2. Les problèmes juridiques concernant les foyers à double tarification et l'amendement " Creton " sont toujours en suspens

Votre commission ne peut que déplorer que, depuis le début de cette année, le Gouvernement n'ait pris aucune décision effective pour mettre un terme aux impasses juridiques suscitées par des jurisprudences judiciaires et administratives concernant deux problèmes importants.

a) La remise en cause des modalités de financement des jeunes adultes maintenus au titre de l'amendement " Creton "

Comme l'indique la réponse au questionnaire budgétaire transmise à votre rapporteur, l'application de l'amendement " Creton " repose sur une " base juridique fragile ".

En effet, ce sont deux circulaires ministérielles du 18 mai 1989 et du 27 janvier 1995 qui ont précisé les compétences respectives en matière de financement. Un équilibre a pu être trouvé non sans que les conseils généraux aient dû obtenir l'annulation de deux circulaires pour défaut de base légale de la procédure de tarification forfaitaire retenue.

Toutefois, la Cour de cassation (Chambre sociale, 30 mai 1996) a estimé qu'il ne devait pas y avoir de partage des frais entre les financeurs selon la nature des prestations couvertes et qu'il incombait donc aux départements d'assumer à la fois les dépenses relatives aux soins et celles relatives à l'hébergement.

Cette décision a été confirmée par un arrêt du tribunal des conflits (décision n° 3103 du 25 mai 1998, préfet de Meurthe-et-Moselle c/ Tribunal des affaires de sécurité sociale de Nancy) qui a considéré qu'il appartenait bien aux juridictions compétentes de l'ordre judiciaire de se prononcer sur la prise en charge des frais de soins inclus dans les frais de séjour, dans la mesure où l'application de l'amendement " Creton " porte sur " l'application des législations et réglementations de sécurité sociale " .

Cette jurisprudence menace de remettre en cause les modalités de financement qui étaient jusqu'alors admises par l'administration de l'Etat en matière de financement des FDT.

Votre commission souligne à nouveau le caractère urgent d'une disposition réglementaire adéquate pour stabiliser la situation des personnes maintenues en établissement au titre de l'amendement " Creton " dans le respect des engagements pris auprès des départements.

b) La remise en cause du dispositif financier des foyers à double tarification

Les foyers à double tarification (FDT) ont été mis en place à titre expérimental par deux circulaires des 14 février 1986 et 3 juillet 1987. Bien que le dispositif fonctionne depuis maintenant plus de dix ans, l'assise juridique est toujours demeurée au niveau de la circulaire.

Par un arrêt du 30 juin 1999 (CE, Association de gestion de l'Institut universitaire et socioprofessionnel pour handicapés physiques (AGI) et département de Meurthe-et-Moselle) le Conseil d'Etat a estimé que les circulaires des 14 février 1986 et 3 juillet 1987 étaient illégales car elles avaient un caractère réglementaire et étaient, par conséquent, entachées d'incompétence. Il résulte que les arrêtés de tarification pris en application de ces circulaires sont également illégaux.

-- DONNÉES FOURNIES --

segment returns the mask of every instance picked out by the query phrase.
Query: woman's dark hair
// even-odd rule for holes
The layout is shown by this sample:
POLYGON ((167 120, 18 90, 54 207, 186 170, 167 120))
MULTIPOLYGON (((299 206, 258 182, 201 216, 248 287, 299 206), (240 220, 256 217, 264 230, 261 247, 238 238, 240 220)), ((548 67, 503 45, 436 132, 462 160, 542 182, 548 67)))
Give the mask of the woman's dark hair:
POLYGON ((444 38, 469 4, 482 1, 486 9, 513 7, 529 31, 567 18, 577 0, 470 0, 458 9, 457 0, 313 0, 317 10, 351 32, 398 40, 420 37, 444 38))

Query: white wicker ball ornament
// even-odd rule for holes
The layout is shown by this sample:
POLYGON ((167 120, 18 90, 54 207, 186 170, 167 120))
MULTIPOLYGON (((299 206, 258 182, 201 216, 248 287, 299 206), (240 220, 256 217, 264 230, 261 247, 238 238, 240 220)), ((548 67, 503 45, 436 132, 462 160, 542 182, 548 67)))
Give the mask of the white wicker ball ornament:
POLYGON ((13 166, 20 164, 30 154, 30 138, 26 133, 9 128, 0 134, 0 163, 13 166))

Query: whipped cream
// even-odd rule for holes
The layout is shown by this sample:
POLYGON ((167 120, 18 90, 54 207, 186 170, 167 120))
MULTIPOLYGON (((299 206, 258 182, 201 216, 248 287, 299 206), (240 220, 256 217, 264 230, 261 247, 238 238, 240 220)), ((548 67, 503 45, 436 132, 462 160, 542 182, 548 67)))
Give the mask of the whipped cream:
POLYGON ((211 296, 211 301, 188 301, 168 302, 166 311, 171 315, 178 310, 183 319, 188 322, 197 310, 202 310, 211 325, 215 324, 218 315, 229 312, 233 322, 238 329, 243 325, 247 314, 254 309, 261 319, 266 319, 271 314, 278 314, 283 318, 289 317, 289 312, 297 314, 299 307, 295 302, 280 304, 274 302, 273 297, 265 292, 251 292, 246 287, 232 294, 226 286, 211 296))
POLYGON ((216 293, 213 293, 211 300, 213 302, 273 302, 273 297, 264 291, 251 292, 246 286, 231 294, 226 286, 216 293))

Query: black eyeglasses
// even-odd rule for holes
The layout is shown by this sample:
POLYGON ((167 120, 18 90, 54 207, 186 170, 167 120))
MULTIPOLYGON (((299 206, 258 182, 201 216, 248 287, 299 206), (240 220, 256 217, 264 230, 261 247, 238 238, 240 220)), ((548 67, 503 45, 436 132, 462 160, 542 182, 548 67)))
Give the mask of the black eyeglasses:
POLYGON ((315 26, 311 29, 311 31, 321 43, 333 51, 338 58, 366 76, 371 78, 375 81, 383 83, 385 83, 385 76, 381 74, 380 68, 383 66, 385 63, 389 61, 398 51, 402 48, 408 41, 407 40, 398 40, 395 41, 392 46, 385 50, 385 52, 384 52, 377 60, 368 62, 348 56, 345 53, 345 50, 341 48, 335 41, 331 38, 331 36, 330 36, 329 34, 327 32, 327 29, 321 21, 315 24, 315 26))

-- CONSIGNE --
Reprenez le texte sur les foyers à double tarification et l'amendement « Creton » et poursuivez-le à partir de sa dernière phrase.

-- RÉPONSE --
Dans une note de la direction de l'action sociale (DAS) en date du 25 août 1999, il est précisé que, de ce fait, le foyer à double tarification de l'AGI a été requalifié en foyer d'hébergement à la charge du Conseil général, " les soins pouvant être financés selon les principes de l'assurance maladie ou de l'aide médicale (c'est-à-dire à l'acte) " .

En requalifiant ainsi le FDT en " foyer d'hébergement ", le ministère remet en cause les engagements pris, dans les deux circulaires précitées, par l'Etat et par l'assurance maladie pour le financement des soins, au détriment des départements.

En l'état actuel, ce sont plus de 5.000 places d'accueil en FDT qui sont mises à disposition des adultes handicapés lourds et de leurs familles, souvent à défaut de places en maisons d'accueil spécialisées, et pour lesquels l'ensemble du dispositif global de prise en charge se trouve compromis.

Votre commission regrette que, malgré les engagements pris par Martine Aubry devant elle l'année dernière, le décret permettant de régulariser la situation des FDT ne soit toujours pas prêt.

Il semble qu'un projet de décret ait été soumis à concertation mais que celui-ci allait bien au-delà de l'objectif d'une régularisation, puisqu'il débouchait en définitive sur une réforme globale de la tarification et du financement des foyers d'accueil pour personnes adultes handicapées.

Votre commission considère que la démarche qui consisterait à anticiper sur l'examen de la réforme de la loi du 30 juin 1975 relative aux institutions sociales et médico-sociales, serait regrettable. Elle déplore que la question des FDT ne soit toujours pas réglée près de dix-huit mois après la décision du Conseil d'Etat.